begin Page

# How do I replace termite damaged top plate under trusses on a load bearing wall?



## mark942 (Feb 2, 2008)

2x4 temp wall. Or top plate supported with a few posts & hydraulic jacks. Depends how long your going to need to be working. :thumbsup:


----------



## Termite (Apr 13, 2008)

Yes, you'll have to frame a temporary bearing wall as close as reasonably possible to the damaged wall. You'll then be able to cut out the damaged portions and replace them. If the ends of the studs have any damage at all I'd suggest sistering a new full-length stud up against the damaged ones. Be sure to overlap your top plates at least 24" to retain the plate's tensile strength along the length of the entire wall...No butt joints without the other plate overlapping...Nail both plates together. If you have any material left after the termites go you, I'd suggest nailing the exterior sheathing to the top plate at 6" o.c.


----------



## AtlanticWBConst. (May 12, 2006)

Examples of "temporary structural walls" built and placed to support load bearing walls during repairs/alterations:


----------



## Termite (Apr 13, 2008)

A picture says a thousand words! That ought to explain what needs to be done!!! :thumbsup:


----------



## jbob (Nov 24, 2006)

*support*

If the house is fairly new (built within the last 35 years) and the trusses are
real engineered trusses assembled with gang nails, you shouldn't need any
support under interior walls. The trusses are self supporting. Technically, with
a standard truss system, there are no "load bearing walls" except exterior walls.


----------



## Termite (Apr 13, 2008)

jbob said:


> If the house is fairly new (built within the last 35 years) and the trusses are
> real engineered trusses assembled with gang nails, you shouldn't need any
> support under interior walls. The trusses are self supporting. Technically, with
> a standard truss system, there are no "load bearing walls" except exterior walls.


I know you're trying to help, but this statement is way too generalized and doesn't hold true in many cases. Yes, many (or even most) homes' trusses are clear-span trusses, and removal of an interior wall would not affect their performance. However, a *considerable* amount of trusses do have interior bearing points that must be supported. In new construction, those bearing points are often clearly identified on the trusses with red stickers that say "bearing point." In a repair situation, it would be difficult for someone without much experience with trusses to tell what they're dealing with, so it's better safe than sorry when it comes to supporting walls.

end Page
begin Listed records

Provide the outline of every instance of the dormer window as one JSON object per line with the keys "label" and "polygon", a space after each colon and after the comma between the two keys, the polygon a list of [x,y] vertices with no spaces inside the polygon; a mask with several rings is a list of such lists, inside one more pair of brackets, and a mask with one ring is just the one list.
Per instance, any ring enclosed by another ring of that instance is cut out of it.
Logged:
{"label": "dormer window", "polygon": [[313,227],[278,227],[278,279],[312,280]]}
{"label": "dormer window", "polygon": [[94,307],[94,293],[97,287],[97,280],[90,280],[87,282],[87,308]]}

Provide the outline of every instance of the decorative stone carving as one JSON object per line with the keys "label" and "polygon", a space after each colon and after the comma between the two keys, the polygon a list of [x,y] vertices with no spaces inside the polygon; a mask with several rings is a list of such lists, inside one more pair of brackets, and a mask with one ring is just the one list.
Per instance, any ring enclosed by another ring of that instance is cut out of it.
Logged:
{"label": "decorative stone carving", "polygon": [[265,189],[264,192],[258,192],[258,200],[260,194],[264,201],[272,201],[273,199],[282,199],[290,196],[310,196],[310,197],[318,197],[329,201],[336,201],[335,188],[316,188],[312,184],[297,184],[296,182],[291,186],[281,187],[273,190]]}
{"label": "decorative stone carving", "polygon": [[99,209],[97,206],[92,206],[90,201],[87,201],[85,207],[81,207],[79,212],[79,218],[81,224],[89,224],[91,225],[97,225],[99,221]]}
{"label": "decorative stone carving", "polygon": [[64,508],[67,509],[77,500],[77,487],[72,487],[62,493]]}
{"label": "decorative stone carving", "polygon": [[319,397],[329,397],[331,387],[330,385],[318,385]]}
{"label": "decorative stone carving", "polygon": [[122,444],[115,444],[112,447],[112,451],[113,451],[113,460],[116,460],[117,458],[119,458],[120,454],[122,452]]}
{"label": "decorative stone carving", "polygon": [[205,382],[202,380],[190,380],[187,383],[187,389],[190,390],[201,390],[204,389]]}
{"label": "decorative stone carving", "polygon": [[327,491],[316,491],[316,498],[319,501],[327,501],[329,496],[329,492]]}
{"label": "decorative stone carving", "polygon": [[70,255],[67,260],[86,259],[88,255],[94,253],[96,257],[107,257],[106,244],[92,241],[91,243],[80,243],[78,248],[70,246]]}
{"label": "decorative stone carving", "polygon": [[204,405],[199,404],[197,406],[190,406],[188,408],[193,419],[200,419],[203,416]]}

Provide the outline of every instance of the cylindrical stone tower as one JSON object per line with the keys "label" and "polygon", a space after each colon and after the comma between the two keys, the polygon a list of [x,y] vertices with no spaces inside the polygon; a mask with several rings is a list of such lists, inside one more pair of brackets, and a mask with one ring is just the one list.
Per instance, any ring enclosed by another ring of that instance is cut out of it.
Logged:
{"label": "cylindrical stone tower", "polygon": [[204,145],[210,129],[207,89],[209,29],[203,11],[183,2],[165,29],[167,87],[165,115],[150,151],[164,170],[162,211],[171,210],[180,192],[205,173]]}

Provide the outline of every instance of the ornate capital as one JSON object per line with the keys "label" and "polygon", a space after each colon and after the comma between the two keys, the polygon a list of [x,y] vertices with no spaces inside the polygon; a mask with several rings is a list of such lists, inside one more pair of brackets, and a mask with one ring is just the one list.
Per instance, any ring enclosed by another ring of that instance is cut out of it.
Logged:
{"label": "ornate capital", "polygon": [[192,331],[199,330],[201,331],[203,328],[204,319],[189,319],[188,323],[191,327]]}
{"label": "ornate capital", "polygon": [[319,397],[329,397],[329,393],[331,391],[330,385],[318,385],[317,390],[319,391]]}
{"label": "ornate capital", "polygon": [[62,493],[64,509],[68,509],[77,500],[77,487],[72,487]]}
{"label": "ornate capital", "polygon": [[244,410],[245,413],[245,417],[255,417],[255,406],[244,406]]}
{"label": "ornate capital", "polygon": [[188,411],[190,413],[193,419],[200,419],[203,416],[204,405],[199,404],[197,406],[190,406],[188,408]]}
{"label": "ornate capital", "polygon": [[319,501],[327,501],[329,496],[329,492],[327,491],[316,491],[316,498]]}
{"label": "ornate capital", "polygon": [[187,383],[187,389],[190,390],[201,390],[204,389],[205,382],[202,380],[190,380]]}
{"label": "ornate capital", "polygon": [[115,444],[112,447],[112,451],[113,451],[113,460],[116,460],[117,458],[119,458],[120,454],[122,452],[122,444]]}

end Listed records

What to work on ▸ Decide whether each statement agrees with the termite-repair thread, answering yes or no and quoting the words from the thread that settle it. (a) Termite advises placing the temporary wall as close as reasonably possible to the damaged wall. (b) jbob claims interior walls in a house with engineered trusses always need support. (c) Termite says bearing points in new construction are often marked with blue stickers. Base every answer on the termite-repair thread alone.

Output of the exercise ▸
(a) Yes: "frame a temporary bearing wall as close as reasonably possible to the damaged wall"
(b) No: "you shouldn't need any support under interior walls"
(c) No: "often clearly identified on the trusses with red stickers that say "bearing point.""